- [WHAT YOU ARE ASKED TO DO]: The records that follow should be retyped word for word.

- [RECORDS SUPPLIED]:
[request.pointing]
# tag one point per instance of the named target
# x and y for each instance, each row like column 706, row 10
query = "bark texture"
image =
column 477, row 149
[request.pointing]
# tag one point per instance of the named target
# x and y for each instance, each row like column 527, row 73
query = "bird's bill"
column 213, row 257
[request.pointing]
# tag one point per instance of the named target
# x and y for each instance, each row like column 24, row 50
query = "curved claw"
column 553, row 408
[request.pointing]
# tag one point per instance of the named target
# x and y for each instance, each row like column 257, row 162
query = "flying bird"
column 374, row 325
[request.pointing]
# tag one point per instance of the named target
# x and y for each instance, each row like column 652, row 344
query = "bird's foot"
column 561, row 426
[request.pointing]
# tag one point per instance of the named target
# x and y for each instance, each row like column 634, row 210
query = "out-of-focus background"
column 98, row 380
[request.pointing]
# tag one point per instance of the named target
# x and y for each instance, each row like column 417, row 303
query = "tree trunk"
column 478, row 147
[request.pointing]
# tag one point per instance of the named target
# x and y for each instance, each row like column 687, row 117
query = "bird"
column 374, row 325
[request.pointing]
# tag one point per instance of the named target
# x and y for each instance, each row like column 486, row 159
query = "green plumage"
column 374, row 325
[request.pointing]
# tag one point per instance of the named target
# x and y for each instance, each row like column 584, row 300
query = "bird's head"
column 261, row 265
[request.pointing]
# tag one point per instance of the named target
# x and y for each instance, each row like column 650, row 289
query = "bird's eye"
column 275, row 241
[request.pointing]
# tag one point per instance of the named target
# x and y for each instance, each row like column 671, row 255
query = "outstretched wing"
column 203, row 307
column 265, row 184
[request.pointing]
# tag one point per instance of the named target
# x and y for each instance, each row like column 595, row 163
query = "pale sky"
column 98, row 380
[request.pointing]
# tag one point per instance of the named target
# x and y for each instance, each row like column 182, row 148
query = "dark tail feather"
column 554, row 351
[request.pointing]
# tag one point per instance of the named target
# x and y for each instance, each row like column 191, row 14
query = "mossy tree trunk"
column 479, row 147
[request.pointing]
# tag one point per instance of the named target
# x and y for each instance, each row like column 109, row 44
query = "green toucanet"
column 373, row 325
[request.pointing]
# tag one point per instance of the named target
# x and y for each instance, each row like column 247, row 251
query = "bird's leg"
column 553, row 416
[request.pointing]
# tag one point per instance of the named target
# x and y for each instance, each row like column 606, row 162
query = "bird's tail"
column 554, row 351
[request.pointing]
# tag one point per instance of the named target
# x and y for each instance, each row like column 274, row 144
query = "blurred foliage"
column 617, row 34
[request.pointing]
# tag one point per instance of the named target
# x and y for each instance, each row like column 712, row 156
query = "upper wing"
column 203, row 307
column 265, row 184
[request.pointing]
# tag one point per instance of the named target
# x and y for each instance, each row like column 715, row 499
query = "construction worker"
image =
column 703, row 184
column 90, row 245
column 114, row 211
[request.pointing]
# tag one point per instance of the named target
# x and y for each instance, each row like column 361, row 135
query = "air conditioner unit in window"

- [WRITTEN ANSWER]:
[request.pointing]
# tag one point per instance of the named target
# x and y for each instance, each row like column 706, row 10
query = "bark texture"
image =
column 477, row 149
[request.pointing]
# tag one point per instance of the named target
# x and y for each instance, each row like column 527, row 73
query = "bird's bill"
column 213, row 257
[request.pointing]
# tag one point per instance of the named target
# x and y for each instance, each row like column 24, row 50
query = "curved claw"
column 553, row 408
[request.pointing]
# tag one point per instance of the named target
# x and y for each instance, each row like column 257, row 162
query = "flying bird"
column 374, row 325
[request.pointing]
# tag one point per instance of the named target
# x and y for each instance, each row like column 652, row 344
query = "bird's foot"
column 561, row 426
[request.pointing]
# tag one point per instance of the named target
# x and y for each instance, each row like column 634, row 210
query = "out-of-focus background"
column 98, row 380
[request.pointing]
# tag one point per instance of the named target
# x and y for each instance, each row like column 417, row 303
query = "tree trunk"
column 478, row 147
[request.pointing]
# tag one point per instance of the named target
# x and y for each instance, each row like column 687, row 117
query = "bird"
column 374, row 325
[request.pointing]
# tag one point per instance of the named target
# x and y for each instance, each row like column 486, row 159
query = "green plumage"
column 374, row 325
[request.pointing]
# tag one point per instance of the named target
# x and y for each instance, each row like column 584, row 300
query = "bird's head"
column 261, row 265
[request.pointing]
# tag one point per instance of the named target
# x and y for each instance, each row like column 650, row 289
query = "bird's eye"
column 275, row 241
[request.pointing]
# tag one point per instance of the named target
# x and y for each instance, each row like column 671, row 255
query = "outstretched wing"
column 203, row 307
column 265, row 184
[request.pointing]
# tag one point per instance of the named target
# x and y for each instance, each row like column 595, row 163
query = "pale sky"
column 98, row 380
[request.pointing]
# tag one point per instance of the named target
# x and y for each instance, each row like column 182, row 148
query = "dark tail feather"
column 554, row 351
[request.pointing]
# tag one point per instance of the named target
# x and y for each instance, each row like column 191, row 14
query = "mossy tree trunk"
column 479, row 147
[request.pointing]
# tag one point per instance of the named target
# x and y for each instance, each row like column 109, row 44
query = "green toucanet"
column 373, row 325
[request.pointing]
# tag one point per instance of the named target
# x and y for each instance, each row like column 247, row 251
query = "bird's leg"
column 553, row 416
[request.pointing]
# tag one point per instance of the named target
# x and y for each instance, each row like column 606, row 162
query = "bird's tail"
column 554, row 351
[request.pointing]
# tag one point per instance of the named target
# x and y for each instance, each row like column 274, row 144
query = "blurred foliage"
column 617, row 34
[request.pointing]
# tag one point per instance of the named target
# x and y for each instance, each row like column 712, row 156
query = "upper wing"
column 203, row 307
column 265, row 184
[request.pointing]
# tag one point per instance of the named target
# x and y for each instance, each row like column 715, row 499
query = "construction worker"
image =
column 703, row 184
column 90, row 245
column 114, row 211
[request.pointing]
# tag one point per instance of the named target
# x and y for each instance, each row like column 361, row 135
query = "air conditioner unit in window"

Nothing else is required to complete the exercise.